── Material for the task

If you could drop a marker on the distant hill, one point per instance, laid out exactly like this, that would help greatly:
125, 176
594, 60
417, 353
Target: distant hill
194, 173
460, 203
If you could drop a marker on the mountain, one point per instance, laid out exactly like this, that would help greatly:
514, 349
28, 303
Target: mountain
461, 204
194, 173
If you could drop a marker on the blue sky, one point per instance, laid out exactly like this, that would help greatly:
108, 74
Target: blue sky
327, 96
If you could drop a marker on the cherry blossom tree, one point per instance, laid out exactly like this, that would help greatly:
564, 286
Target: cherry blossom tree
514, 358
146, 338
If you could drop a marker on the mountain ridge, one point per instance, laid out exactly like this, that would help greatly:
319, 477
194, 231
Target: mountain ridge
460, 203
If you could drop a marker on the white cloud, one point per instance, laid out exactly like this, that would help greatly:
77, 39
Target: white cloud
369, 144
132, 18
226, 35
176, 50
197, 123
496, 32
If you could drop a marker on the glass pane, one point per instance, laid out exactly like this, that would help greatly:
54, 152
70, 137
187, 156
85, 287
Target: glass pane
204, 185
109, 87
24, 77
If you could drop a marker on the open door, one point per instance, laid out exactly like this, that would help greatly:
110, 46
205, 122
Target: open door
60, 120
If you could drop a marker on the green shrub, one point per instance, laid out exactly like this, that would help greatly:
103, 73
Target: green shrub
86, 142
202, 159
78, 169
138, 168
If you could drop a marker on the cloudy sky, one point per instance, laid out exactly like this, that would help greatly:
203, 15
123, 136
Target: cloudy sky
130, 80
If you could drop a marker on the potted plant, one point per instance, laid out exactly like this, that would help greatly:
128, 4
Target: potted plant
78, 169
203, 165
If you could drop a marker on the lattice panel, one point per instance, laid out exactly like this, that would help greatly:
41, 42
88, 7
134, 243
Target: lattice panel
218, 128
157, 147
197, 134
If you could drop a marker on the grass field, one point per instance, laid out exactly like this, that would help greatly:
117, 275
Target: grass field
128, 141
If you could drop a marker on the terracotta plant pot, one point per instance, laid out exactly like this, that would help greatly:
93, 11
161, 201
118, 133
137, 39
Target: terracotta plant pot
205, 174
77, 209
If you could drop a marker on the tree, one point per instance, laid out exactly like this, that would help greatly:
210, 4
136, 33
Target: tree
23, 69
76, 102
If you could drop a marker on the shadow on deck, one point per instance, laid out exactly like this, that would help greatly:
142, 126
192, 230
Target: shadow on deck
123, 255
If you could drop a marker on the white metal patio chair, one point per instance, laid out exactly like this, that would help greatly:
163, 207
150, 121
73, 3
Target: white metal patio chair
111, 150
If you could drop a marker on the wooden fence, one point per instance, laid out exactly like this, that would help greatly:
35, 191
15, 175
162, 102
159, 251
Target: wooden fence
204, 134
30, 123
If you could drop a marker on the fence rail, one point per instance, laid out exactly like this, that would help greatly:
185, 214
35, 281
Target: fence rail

────

#### Instructions for the task
Write out the lines above word for word, beginning with the line that contains "If you could drop a marker on the lattice" and continuing through the final line of the records, both included.

#### Solution to this problem
If you could drop a marker on the lattice panel, one point per instance, laid out exactly like this, that would help greatly:
41, 42
88, 7
134, 243
Target: lattice panel
218, 128
157, 147
197, 134
If you could drop a marker on the grass field, one point per instance, laid out exactly like this, that would help greatly:
117, 275
Target: grass field
128, 141
If you could drop a marker on the terracotta plant pot, one point per instance, laid out exactly like this, that would help greatly:
93, 11
161, 201
118, 133
137, 39
Target: terracotta plant pot
205, 174
77, 209
If you could drop a marker on the tree, one point per instance, laid out exactly like this, that would help greatly:
210, 4
136, 33
Target: tree
23, 69
76, 102
If you could drop a marker on the shadow on deck, one point per instance, laid out exactly like this, that would help greatly:
142, 126
192, 230
Target: shadow on deck
123, 255
If you could drop a marker on the white metal patio chair, one point per instance, laid out exactly like this, that would help greatly:
163, 207
150, 121
73, 3
Target: white metal patio chair
111, 150
If you could drop a marker on the wooden fence, one point per instance, laid out exactly like this, that would help greatly:
35, 191
15, 175
162, 102
159, 251
Target: wooden fence
204, 134
30, 123
If you could drop a marker on the fence rail, one point per instance, laid out exactly like this, that would help greatly:
185, 214
35, 281
Target: fence rail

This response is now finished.